EXERCISE BRIEF:
What is needed is the run of lines from the one with "Spot the green stem" through the close of the data, set down exactly.

Dataset excerpt:
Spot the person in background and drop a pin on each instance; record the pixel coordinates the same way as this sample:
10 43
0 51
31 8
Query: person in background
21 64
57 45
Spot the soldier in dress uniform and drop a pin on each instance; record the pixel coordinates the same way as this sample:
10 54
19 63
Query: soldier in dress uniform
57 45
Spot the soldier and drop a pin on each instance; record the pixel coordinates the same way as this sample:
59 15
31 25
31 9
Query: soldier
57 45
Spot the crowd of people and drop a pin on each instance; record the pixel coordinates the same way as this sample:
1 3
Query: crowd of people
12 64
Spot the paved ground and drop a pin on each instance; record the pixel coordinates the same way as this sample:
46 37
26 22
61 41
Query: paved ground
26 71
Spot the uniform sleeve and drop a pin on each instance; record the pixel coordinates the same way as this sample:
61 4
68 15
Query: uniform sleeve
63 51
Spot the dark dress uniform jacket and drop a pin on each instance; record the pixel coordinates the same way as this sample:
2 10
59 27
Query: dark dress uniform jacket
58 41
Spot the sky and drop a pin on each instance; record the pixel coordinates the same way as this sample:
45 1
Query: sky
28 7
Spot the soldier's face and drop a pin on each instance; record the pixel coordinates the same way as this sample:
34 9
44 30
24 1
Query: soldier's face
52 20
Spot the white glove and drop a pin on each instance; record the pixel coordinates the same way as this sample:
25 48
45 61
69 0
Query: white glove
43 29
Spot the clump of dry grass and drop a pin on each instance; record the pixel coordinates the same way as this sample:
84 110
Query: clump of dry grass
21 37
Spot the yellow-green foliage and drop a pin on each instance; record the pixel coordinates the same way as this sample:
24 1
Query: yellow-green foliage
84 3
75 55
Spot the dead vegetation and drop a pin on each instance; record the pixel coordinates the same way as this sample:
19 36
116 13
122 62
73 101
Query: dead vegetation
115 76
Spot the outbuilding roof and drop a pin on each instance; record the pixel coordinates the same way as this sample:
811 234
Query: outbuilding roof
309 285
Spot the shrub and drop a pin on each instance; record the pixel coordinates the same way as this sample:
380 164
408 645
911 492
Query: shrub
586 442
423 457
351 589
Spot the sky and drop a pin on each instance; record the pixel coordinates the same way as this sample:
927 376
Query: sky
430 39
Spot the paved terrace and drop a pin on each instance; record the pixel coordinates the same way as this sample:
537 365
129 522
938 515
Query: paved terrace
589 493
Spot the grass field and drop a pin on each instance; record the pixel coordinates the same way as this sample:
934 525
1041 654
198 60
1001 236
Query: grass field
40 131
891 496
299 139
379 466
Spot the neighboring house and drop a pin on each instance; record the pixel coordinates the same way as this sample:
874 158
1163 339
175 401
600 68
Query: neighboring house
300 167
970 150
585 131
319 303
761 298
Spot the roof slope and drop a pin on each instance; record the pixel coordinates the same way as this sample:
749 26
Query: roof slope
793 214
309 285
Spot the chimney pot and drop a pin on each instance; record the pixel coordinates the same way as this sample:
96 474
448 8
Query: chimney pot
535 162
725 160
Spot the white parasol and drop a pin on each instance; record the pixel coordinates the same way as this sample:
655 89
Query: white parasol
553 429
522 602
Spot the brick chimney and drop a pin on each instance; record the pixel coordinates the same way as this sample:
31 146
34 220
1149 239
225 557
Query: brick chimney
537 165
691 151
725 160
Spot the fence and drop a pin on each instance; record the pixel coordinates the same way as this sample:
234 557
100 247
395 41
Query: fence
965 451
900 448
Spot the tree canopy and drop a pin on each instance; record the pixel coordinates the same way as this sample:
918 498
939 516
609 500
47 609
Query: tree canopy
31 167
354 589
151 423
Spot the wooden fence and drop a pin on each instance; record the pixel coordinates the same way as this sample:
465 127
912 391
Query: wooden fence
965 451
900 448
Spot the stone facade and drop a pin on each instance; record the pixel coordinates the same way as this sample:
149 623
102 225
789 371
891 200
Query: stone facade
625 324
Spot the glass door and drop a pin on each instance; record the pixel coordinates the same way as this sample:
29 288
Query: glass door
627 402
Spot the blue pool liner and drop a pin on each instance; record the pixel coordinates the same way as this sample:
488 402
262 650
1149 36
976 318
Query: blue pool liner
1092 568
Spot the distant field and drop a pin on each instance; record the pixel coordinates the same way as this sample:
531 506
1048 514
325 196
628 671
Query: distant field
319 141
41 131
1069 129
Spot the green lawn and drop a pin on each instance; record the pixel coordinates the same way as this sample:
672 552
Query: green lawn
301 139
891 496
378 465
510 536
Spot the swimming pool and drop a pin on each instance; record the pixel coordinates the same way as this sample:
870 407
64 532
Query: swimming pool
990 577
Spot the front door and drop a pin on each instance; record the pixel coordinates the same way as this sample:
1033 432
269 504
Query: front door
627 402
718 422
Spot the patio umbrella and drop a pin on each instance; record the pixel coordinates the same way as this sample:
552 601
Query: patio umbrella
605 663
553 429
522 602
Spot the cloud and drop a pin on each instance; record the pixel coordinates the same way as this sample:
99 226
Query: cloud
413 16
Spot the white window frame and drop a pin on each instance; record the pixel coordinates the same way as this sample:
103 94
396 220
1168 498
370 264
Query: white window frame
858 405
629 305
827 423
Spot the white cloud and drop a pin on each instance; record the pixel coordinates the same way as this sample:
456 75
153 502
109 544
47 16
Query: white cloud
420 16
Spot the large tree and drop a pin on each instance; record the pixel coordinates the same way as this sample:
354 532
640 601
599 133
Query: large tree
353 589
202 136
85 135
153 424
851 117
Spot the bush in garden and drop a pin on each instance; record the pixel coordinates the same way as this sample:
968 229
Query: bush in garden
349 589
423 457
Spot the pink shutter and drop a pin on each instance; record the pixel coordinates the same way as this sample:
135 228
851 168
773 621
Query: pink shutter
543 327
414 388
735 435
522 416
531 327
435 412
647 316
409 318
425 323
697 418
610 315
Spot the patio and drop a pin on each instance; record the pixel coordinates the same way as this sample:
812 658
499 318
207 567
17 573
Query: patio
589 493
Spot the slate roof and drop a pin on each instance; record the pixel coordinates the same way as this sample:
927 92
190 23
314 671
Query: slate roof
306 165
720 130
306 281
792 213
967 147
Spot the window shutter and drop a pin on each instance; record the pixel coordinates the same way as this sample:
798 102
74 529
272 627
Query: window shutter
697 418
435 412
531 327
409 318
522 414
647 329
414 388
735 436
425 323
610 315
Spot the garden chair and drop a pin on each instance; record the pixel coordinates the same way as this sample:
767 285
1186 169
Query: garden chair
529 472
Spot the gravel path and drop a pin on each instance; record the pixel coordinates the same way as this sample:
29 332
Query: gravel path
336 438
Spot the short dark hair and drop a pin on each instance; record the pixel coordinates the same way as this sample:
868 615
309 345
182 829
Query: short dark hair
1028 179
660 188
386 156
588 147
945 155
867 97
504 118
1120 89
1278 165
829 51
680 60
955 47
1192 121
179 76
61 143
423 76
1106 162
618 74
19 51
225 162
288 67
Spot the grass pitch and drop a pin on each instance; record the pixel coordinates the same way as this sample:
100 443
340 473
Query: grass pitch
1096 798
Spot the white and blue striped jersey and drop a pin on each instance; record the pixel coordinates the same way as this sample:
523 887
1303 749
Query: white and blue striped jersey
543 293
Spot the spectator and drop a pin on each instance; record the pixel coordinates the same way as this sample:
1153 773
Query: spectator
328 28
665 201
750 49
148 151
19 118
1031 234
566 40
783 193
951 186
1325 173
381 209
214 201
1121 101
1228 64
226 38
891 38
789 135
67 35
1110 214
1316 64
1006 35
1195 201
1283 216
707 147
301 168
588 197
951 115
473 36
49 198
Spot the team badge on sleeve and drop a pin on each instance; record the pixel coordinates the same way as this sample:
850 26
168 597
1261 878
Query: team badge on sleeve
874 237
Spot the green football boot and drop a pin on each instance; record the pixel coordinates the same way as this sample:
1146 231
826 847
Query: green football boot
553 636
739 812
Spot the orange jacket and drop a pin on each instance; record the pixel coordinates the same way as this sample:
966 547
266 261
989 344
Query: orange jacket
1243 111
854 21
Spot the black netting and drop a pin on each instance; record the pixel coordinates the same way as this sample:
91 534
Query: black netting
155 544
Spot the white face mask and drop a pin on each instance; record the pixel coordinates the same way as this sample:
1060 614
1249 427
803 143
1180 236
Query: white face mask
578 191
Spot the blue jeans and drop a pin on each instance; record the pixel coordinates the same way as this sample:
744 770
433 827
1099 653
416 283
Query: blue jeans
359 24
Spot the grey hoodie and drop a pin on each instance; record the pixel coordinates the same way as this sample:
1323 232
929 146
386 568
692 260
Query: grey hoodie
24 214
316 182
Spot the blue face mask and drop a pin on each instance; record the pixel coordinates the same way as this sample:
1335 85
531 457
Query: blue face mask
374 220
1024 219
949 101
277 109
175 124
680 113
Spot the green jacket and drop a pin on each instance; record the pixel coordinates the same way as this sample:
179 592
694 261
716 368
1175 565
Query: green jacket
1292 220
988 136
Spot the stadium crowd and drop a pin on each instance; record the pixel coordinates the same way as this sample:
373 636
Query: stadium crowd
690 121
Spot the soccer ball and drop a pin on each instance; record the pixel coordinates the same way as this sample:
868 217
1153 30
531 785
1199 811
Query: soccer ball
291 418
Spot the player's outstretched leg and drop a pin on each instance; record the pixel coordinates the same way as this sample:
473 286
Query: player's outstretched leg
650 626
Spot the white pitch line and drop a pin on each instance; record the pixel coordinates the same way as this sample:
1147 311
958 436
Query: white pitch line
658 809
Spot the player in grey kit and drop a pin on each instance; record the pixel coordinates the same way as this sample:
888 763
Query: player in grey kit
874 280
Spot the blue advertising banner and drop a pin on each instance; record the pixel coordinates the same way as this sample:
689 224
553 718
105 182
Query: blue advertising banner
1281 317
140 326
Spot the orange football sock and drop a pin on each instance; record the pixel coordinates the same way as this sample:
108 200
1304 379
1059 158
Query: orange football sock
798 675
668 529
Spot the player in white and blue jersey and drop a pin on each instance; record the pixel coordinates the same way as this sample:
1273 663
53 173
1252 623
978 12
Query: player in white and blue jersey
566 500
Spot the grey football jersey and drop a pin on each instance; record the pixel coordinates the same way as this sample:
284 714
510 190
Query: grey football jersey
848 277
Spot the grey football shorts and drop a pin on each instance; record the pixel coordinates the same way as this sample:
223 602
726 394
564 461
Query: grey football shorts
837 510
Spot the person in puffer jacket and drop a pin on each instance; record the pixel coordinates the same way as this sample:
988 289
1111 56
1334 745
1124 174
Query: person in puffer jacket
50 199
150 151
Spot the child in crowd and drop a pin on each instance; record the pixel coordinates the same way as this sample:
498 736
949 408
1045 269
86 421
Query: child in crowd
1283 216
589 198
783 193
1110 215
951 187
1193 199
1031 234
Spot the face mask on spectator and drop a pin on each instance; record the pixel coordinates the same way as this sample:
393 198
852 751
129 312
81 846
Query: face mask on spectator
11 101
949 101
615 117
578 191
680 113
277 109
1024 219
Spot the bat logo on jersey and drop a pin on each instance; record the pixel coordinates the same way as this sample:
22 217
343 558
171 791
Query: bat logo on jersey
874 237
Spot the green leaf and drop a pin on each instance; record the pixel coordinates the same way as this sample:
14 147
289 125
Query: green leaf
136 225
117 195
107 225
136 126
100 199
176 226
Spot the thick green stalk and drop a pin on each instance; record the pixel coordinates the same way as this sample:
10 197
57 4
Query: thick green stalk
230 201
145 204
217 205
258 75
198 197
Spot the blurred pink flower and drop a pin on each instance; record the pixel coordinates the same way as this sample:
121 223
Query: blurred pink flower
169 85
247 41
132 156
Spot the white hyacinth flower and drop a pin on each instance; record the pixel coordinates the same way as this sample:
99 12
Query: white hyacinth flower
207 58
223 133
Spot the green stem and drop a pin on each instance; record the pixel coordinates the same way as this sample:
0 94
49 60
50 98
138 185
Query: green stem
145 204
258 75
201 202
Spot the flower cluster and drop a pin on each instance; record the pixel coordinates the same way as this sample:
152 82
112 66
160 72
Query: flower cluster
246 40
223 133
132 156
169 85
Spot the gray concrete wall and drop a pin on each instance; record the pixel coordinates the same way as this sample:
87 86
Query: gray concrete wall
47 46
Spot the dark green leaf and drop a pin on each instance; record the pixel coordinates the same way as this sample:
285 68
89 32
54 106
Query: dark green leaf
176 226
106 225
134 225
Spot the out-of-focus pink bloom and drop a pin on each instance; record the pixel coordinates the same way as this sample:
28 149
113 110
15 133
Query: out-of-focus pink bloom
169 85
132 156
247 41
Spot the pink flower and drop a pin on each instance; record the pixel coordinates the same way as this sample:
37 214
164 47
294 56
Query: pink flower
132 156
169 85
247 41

SOLVED PROBLEM:
Spot the green stem and drop a pin on each instance; record the pixel coordinates the same way as this sample:
0 94
49 60
50 98
138 185
Query: green stem
145 204
258 75
201 202
Spot the flower cluster and drop a pin on each instance; record the pixel coordinates the same way as this sample:
152 82
112 66
160 72
Query: flower cluster
246 40
223 133
132 156
169 85
Spot the gray concrete wall and drop a pin on each instance; record the pixel coordinates the same way as this sample:
87 86
Query: gray concrete wall
47 46
Spot the dark green leaf and drop a pin on each instance; record the pixel coordinates the same way as this sample:
285 68
89 32
54 106
Query: dark green leaf
176 226
106 225
134 225
Spot the out-of-focus pink bloom and drop a pin on each instance; record the pixel coordinates the same way as this sample:
28 149
113 110
15 133
Query: out-of-focus pink bloom
169 85
132 156
247 41
Spot the pink flower and drop a pin on each instance; record the pixel coordinates the same way as this sample:
37 214
164 47
294 56
Query: pink flower
132 156
169 85
247 41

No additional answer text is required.